Comprueba tu comprensión:
1. En el fragmento sobre Durán i Lleida y la homosexualidad, ¿qué sugirió él después de afirmar que "la homosexualidad no es una enfermedad"?
2. Continúa el fragmento sobre Durán i Lleida y la homosexualidad a partir de donde termina.
#### Fragmento
El hombre parece entender también de homosexualidad, pues salió en defensa de aquellos psiquiatras que se “ofrecían a curar homosexuales modificando su orientación sexual con fármacos o terapias reconductuales”. ¡Terapias reconductuales! Menudo eufemismo cabrón. Después de afirmar que “la homosexualidad no es una enfermedad”, Durán i Lleida sugirió que “la homosexualidad se puede curar”. Luego si se puede curar, será porque la considera una enfermedad, y seguro que bíblica, ¿no?
########
#### Datos del ejercicio
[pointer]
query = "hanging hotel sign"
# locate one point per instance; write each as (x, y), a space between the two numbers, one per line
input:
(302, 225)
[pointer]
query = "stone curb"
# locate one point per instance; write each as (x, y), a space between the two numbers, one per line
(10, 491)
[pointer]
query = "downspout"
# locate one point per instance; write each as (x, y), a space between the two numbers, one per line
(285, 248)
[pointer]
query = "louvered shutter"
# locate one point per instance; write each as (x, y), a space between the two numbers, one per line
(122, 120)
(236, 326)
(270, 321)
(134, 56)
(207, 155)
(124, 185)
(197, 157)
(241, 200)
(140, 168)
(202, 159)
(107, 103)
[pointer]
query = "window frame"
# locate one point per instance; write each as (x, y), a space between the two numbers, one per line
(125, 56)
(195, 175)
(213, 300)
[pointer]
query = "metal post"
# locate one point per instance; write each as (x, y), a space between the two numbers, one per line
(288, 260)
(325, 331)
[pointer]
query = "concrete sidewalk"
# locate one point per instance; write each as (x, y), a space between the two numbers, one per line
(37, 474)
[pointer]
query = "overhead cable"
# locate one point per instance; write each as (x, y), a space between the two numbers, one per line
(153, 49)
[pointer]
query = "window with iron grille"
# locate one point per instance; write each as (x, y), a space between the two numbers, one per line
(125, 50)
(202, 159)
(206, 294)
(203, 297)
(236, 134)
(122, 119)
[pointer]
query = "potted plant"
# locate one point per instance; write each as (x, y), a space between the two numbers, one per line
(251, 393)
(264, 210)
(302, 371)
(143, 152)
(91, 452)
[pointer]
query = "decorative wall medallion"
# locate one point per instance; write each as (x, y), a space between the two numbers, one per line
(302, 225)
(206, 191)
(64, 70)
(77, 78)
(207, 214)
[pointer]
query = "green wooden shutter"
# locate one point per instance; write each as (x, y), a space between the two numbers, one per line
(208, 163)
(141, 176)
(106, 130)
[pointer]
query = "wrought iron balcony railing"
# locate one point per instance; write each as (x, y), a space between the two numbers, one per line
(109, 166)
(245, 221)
########
Resultados del ejercicio:
1. Que "la homosexualidad se puede curar".

2.
Para no ser menos, su jefe de filas y presidente de la Generalitat, Artur Mas, tampoco le va a la zaga. En un debate aseguró: “Estos niños sacrificados bajo el durísimo yugo de la inmersión lingüística en catalán sacan las mismas notas de castellano que los de Salamanca, de Valladolid, de Burgos y de Soria; y no le hablo ya de Sevilla, de Málaga, de Coruña, etcétera, porque allí hablan el castellano, efectivamente, pero a veces a algunos no se les entiende”. Mucho mejor haría Mas en cultivar su irrisorio sarcasmo riéndose de su castellano, que será muy articulado y ortopédico, pero lleno de anacolutos y solecismos.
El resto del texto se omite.